Problem description:
Your answer should consist of every line from the records that holds the string "point".

Extracted records:

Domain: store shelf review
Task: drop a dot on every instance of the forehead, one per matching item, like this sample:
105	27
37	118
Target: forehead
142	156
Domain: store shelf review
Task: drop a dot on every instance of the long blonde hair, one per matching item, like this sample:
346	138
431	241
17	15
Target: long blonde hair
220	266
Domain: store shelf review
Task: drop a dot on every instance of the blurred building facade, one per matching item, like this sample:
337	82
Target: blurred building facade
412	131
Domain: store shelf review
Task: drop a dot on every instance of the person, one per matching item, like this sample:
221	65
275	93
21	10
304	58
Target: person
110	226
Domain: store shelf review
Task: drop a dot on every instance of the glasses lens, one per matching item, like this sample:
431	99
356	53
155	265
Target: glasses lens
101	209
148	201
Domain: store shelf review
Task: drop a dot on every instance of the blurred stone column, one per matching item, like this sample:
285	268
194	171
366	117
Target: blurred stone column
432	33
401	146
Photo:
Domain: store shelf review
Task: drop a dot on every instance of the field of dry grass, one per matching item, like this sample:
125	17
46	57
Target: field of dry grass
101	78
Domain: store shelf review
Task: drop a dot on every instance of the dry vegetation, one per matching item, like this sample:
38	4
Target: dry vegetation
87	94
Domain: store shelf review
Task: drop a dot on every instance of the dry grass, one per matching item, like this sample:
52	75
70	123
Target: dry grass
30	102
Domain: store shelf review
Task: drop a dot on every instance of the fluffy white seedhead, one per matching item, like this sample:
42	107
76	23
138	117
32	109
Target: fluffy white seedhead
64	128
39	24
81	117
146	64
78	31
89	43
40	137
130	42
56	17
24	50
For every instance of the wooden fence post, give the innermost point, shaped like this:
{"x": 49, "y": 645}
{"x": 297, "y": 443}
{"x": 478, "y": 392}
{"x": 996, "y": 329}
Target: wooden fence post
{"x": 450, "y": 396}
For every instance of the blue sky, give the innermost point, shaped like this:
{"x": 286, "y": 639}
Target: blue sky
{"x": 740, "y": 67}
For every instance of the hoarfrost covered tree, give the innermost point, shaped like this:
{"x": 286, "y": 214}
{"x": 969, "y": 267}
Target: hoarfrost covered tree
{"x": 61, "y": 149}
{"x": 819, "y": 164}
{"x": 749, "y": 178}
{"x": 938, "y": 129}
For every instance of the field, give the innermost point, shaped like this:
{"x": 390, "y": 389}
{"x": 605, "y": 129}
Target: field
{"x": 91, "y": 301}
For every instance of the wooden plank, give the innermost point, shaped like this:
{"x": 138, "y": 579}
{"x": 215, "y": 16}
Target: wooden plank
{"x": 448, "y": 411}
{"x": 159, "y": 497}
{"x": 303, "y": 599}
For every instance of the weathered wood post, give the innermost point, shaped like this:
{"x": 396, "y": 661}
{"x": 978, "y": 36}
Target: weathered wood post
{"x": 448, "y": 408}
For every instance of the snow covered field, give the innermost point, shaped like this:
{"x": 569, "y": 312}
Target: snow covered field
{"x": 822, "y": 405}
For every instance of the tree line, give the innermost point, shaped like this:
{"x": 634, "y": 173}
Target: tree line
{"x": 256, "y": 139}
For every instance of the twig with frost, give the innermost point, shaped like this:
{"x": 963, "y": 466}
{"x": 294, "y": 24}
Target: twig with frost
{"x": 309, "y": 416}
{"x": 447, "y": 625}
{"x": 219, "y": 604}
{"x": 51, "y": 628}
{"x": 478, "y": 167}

Solution to this task:
For every instance of the wooden fence post, give the innermost point, shaped like this:
For every instance of the blue sky, give the innermost point, shaped like this:
For every instance of the hoarfrost covered tree, give the innermost point, shaped like this:
For every instance of the field, give the innermost point, shaped like this:
For every instance of the wooden plank, give the innermost point, shaped like this:
For every instance of the weathered wood post, give the innermost point, shaped like this:
For every instance of the snow covered field, give the innermost point, shaped like this:
For every instance of the tree line, give the innermost point, shaped like this:
For every instance of the twig with frost, give the innermost point, shaped like this:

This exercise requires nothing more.